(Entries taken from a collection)
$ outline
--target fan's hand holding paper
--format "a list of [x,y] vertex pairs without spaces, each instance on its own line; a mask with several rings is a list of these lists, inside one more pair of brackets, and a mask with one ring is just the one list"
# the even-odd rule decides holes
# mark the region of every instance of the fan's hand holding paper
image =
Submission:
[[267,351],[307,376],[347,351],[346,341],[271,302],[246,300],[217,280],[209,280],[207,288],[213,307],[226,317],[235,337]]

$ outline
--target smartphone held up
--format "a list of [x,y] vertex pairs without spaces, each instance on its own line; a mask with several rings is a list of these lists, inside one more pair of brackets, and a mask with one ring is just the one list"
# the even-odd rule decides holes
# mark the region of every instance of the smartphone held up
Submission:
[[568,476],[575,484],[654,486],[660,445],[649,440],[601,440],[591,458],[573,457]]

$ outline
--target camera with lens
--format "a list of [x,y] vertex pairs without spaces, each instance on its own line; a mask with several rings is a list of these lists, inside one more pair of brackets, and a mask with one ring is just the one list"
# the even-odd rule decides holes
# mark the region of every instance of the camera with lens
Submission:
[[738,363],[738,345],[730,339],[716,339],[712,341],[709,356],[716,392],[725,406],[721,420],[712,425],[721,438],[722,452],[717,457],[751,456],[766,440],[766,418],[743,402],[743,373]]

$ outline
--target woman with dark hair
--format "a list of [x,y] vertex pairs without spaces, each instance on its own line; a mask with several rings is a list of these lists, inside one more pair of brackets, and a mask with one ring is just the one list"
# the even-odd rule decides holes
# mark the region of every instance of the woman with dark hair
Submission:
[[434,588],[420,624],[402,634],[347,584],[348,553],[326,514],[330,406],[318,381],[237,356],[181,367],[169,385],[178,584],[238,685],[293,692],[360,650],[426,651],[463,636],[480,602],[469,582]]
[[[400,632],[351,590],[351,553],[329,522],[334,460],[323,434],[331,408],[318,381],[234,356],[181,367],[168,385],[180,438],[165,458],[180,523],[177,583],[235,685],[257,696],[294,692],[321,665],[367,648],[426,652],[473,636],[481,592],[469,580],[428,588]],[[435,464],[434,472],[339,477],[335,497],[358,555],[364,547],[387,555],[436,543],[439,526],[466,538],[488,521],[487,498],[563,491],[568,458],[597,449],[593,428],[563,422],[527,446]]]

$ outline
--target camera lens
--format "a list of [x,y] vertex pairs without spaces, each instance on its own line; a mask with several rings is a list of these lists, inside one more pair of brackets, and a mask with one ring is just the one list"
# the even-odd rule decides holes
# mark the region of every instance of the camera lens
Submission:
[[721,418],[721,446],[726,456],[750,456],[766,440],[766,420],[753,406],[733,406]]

OBJECTIVE: Count the lines of the listing above that contain the string "paper", treating case as significant. Give only the number.

SOLUTION FOR THIS EXERCISE: 2